Please transcribe the records word for word, from their first line through the line that contains "(703, 1056)", with both of those lines included.
**** Information given
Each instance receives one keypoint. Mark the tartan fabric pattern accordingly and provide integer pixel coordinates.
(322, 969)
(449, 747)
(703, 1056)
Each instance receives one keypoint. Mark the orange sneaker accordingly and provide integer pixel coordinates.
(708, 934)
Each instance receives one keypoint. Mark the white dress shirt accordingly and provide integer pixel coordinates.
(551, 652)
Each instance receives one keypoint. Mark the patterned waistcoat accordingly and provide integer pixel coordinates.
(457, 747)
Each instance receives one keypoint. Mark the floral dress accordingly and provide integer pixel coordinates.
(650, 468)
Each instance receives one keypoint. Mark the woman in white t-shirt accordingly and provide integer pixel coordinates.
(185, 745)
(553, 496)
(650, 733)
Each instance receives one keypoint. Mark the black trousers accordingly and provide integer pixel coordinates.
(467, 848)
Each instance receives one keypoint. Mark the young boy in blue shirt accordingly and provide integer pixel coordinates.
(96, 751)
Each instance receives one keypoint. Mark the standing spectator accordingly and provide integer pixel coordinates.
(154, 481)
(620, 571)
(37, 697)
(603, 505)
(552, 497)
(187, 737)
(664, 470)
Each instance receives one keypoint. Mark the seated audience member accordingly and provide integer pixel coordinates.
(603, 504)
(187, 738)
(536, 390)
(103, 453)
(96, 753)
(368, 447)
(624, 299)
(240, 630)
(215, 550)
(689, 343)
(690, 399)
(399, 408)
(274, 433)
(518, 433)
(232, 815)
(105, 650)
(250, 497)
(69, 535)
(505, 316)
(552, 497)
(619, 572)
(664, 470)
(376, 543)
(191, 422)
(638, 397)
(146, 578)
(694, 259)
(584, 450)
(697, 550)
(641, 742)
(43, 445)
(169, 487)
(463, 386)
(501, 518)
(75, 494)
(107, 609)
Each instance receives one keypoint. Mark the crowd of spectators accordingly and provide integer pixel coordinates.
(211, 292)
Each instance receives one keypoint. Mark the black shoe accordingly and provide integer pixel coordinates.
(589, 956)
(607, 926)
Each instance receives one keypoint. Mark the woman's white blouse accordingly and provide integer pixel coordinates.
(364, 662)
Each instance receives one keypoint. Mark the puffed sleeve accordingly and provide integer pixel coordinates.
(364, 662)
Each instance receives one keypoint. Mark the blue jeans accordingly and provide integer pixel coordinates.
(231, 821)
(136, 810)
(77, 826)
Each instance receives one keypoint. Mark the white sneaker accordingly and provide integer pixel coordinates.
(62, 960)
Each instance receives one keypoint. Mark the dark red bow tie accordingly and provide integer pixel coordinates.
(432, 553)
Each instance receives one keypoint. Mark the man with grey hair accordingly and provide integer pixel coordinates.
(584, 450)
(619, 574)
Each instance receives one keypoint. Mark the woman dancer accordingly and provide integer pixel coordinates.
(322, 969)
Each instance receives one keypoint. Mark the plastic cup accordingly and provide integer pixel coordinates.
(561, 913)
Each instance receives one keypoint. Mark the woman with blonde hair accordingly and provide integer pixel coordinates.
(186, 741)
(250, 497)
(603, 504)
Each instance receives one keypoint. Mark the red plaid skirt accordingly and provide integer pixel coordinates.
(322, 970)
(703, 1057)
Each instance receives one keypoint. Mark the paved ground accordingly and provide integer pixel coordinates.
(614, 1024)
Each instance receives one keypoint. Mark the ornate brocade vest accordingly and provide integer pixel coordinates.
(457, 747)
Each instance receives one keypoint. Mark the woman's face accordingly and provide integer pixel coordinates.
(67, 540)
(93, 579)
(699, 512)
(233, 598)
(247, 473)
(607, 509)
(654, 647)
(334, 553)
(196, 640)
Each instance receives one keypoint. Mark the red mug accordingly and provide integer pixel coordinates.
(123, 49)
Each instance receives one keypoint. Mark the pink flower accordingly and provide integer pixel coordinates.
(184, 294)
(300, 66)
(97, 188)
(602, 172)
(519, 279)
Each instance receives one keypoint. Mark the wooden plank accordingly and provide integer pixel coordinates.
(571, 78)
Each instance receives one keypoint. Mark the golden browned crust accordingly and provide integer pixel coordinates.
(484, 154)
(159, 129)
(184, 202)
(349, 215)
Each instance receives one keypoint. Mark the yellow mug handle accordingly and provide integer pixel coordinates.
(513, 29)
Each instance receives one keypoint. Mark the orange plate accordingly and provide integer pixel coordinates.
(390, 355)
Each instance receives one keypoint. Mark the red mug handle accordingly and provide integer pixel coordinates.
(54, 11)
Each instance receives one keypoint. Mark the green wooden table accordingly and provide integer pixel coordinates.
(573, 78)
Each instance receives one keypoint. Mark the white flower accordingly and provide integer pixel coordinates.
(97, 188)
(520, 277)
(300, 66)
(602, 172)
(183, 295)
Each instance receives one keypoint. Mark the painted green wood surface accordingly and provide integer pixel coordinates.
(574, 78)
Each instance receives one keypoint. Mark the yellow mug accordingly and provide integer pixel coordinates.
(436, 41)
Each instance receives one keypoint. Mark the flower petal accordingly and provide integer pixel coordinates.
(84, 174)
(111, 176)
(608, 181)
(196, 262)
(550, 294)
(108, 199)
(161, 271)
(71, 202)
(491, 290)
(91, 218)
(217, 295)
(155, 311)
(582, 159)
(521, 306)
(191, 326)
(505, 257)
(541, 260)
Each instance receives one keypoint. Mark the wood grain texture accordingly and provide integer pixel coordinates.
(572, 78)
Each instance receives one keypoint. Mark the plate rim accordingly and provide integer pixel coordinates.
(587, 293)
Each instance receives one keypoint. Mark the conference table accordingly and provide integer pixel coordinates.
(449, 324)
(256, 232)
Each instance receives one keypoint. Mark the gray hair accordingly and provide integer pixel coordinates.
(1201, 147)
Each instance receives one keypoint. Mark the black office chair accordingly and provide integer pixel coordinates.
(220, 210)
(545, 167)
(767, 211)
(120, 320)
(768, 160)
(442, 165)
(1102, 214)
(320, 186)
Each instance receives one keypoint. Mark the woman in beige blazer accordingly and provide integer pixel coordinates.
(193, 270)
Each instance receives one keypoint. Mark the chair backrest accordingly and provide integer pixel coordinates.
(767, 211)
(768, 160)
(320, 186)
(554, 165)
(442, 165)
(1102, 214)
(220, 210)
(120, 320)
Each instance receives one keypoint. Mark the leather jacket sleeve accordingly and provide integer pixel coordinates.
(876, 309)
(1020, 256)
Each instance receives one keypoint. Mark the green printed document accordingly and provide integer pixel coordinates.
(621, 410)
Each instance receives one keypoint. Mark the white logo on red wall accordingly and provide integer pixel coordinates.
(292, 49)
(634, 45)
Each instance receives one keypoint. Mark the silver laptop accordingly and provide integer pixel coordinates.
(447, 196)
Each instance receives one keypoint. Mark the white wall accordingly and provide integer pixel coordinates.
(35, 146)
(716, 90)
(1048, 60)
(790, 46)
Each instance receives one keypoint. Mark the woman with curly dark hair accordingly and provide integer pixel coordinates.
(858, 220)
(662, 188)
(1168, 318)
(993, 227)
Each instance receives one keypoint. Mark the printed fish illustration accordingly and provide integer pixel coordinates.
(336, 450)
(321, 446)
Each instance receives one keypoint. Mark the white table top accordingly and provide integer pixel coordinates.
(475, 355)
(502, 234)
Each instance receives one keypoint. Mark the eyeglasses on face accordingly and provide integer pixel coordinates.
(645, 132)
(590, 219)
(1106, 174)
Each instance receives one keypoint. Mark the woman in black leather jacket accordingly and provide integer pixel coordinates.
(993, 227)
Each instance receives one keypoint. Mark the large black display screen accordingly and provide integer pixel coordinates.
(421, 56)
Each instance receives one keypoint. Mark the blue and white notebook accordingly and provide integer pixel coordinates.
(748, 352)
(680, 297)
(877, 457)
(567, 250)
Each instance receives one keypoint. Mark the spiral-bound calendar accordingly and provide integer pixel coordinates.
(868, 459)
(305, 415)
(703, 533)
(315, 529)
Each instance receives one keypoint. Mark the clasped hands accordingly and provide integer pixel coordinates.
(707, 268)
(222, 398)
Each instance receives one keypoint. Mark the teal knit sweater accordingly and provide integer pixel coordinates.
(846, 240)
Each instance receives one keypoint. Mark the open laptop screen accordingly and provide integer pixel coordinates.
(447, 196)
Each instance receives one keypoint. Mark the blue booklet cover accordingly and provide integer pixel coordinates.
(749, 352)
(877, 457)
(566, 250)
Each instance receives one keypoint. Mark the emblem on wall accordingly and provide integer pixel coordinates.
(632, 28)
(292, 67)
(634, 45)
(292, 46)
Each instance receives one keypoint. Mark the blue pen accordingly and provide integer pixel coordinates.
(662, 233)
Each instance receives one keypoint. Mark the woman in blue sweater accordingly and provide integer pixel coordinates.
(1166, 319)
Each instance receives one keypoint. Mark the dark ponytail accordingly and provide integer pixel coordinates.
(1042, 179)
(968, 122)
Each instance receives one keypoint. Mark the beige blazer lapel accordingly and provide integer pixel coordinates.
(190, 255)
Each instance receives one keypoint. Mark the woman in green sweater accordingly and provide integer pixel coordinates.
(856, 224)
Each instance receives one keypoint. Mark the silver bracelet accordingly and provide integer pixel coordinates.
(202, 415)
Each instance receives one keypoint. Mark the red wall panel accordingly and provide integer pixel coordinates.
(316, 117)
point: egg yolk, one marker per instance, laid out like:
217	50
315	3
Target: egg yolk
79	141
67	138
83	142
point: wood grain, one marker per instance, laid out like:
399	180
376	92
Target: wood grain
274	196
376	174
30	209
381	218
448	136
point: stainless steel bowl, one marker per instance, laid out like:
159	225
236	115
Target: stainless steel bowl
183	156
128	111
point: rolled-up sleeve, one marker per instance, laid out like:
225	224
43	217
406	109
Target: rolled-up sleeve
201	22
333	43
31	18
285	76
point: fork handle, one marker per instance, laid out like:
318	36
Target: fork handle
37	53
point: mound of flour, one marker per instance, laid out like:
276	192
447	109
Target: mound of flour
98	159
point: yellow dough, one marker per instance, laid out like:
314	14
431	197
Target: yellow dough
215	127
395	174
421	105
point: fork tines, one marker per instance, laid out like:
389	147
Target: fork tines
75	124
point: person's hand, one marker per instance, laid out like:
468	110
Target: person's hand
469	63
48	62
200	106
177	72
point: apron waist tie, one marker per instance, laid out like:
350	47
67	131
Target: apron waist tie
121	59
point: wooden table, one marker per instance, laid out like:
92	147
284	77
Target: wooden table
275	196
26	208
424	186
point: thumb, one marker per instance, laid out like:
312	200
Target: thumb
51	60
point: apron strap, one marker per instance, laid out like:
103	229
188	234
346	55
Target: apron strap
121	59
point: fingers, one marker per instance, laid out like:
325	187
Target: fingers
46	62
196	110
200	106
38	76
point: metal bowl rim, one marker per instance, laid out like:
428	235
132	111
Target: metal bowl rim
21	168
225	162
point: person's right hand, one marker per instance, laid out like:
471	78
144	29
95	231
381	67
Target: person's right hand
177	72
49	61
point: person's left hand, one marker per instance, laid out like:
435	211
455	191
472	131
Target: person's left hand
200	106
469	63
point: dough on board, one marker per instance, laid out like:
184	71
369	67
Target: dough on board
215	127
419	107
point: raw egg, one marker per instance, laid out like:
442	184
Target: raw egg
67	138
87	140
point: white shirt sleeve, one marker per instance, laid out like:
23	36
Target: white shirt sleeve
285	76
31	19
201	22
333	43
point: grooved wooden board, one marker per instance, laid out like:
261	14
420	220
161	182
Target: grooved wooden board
********
(Answer to the task)
Each instance receives one keypoint. Mark the tartan fabric pattern accordingly and provide integer pixel coordinates.
(322, 969)
(449, 747)
(703, 1056)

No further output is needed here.